## Start Dataset entries

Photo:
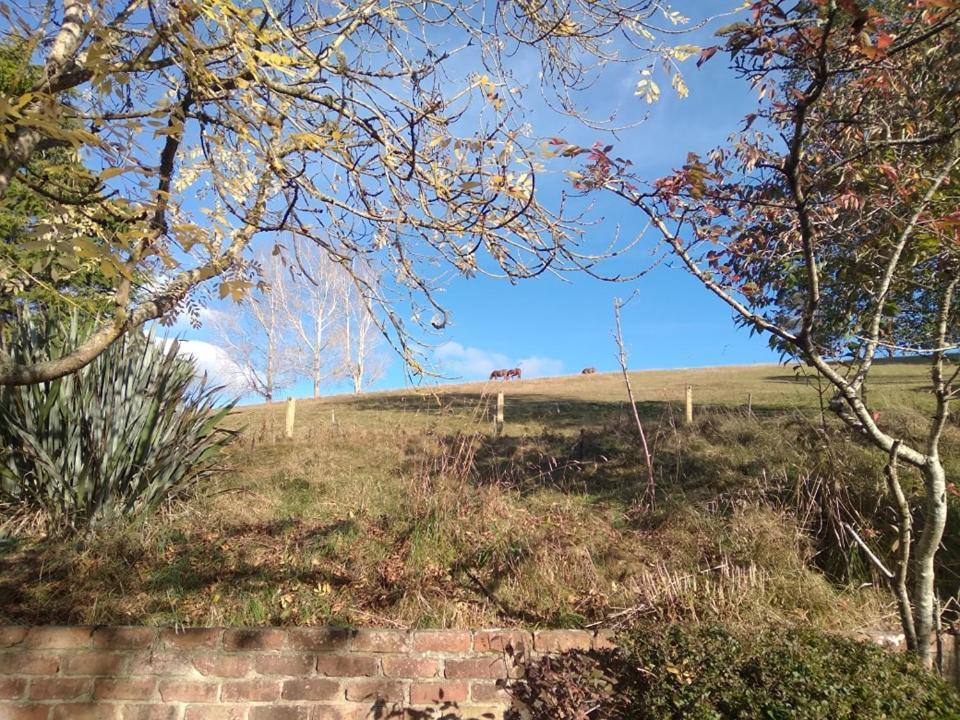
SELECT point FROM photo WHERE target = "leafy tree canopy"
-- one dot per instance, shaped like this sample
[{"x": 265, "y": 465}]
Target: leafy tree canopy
[{"x": 387, "y": 132}]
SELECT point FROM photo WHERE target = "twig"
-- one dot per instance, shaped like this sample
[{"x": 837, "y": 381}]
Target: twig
[
  {"x": 870, "y": 554},
  {"x": 650, "y": 494}
]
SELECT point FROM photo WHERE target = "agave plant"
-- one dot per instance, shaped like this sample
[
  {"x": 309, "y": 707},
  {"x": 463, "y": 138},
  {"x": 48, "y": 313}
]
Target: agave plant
[{"x": 113, "y": 440}]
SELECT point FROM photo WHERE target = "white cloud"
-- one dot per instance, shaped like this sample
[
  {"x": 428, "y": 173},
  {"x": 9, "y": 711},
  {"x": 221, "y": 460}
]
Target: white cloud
[
  {"x": 216, "y": 363},
  {"x": 469, "y": 362},
  {"x": 473, "y": 363},
  {"x": 536, "y": 366}
]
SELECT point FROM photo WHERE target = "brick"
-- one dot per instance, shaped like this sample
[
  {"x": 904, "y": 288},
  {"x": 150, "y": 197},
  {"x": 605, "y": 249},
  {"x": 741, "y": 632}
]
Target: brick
[
  {"x": 253, "y": 639},
  {"x": 502, "y": 641},
  {"x": 281, "y": 712},
  {"x": 188, "y": 691},
  {"x": 124, "y": 638},
  {"x": 374, "y": 690},
  {"x": 561, "y": 640},
  {"x": 12, "y": 688},
  {"x": 319, "y": 639},
  {"x": 356, "y": 712},
  {"x": 149, "y": 712},
  {"x": 11, "y": 635},
  {"x": 441, "y": 641},
  {"x": 67, "y": 638},
  {"x": 480, "y": 668},
  {"x": 192, "y": 638},
  {"x": 348, "y": 666},
  {"x": 168, "y": 665},
  {"x": 58, "y": 688},
  {"x": 84, "y": 711},
  {"x": 94, "y": 663},
  {"x": 311, "y": 689},
  {"x": 24, "y": 712},
  {"x": 425, "y": 693},
  {"x": 222, "y": 665},
  {"x": 477, "y": 712},
  {"x": 215, "y": 712},
  {"x": 250, "y": 690},
  {"x": 284, "y": 664},
  {"x": 124, "y": 689},
  {"x": 408, "y": 667},
  {"x": 487, "y": 692},
  {"x": 381, "y": 641},
  {"x": 28, "y": 664}
]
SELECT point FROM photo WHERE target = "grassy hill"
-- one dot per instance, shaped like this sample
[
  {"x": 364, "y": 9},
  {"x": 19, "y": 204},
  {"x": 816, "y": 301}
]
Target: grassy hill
[{"x": 404, "y": 508}]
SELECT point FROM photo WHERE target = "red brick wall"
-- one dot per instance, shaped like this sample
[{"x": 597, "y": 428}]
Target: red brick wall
[{"x": 134, "y": 673}]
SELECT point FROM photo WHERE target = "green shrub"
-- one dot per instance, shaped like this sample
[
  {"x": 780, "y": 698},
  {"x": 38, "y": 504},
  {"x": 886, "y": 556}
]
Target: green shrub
[
  {"x": 111, "y": 441},
  {"x": 708, "y": 673}
]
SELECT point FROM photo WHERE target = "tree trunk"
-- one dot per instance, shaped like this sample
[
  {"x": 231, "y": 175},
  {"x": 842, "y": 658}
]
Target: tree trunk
[{"x": 924, "y": 592}]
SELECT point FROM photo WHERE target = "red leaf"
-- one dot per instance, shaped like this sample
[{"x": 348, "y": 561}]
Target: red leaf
[{"x": 706, "y": 54}]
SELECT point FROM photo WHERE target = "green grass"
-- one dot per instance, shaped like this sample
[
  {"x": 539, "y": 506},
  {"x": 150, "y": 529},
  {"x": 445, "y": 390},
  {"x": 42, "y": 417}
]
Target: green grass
[{"x": 403, "y": 508}]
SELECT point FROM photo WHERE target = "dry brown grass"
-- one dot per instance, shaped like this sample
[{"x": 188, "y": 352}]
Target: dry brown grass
[{"x": 401, "y": 508}]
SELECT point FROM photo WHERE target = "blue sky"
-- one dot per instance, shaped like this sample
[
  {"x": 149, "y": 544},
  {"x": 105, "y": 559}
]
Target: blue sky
[{"x": 551, "y": 326}]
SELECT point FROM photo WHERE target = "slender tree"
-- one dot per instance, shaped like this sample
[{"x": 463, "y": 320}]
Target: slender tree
[
  {"x": 314, "y": 310},
  {"x": 831, "y": 221},
  {"x": 258, "y": 335},
  {"x": 359, "y": 341}
]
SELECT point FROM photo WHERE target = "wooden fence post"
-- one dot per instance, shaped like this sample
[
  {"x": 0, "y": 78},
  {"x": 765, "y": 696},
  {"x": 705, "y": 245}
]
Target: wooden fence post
[{"x": 291, "y": 417}]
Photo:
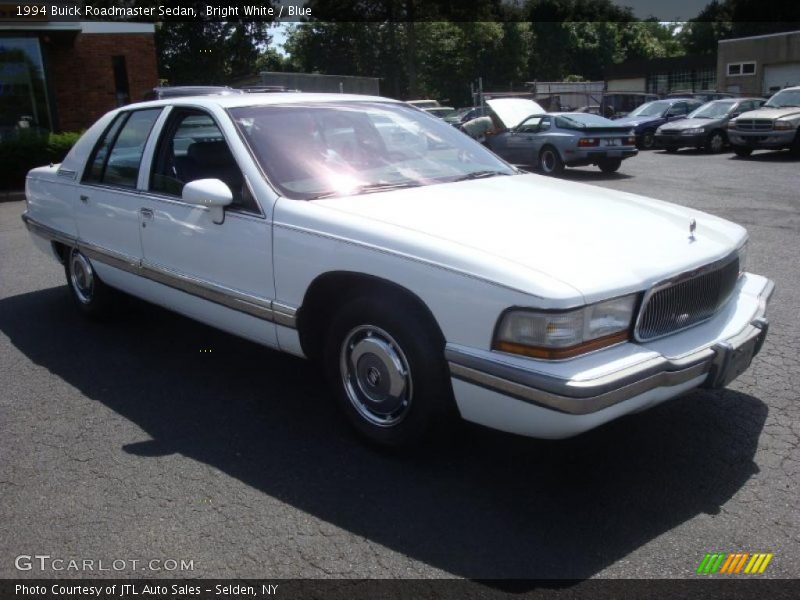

## End Dataset entries

Pull out each line in the records above where the string "canopy" appears.

● Result below:
SELECT point FROM photo WHERE target = "leafy tree canopy"
Target: leafy tree canopy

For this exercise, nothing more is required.